__WHAT THE TASK REQUIRES__
Can you copy the following items word for word, with every line kept the same?

# start of DATASET ENTRIES

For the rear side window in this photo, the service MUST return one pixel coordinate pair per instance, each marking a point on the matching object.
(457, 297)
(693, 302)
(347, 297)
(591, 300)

# end of DATASET ENTRIES

__FULL SOLUTION__
For the rear side window in this photo, the service MUST return one pixel coordinate pair per instance, each marking a point on the matching object.
(457, 297)
(693, 302)
(347, 297)
(591, 300)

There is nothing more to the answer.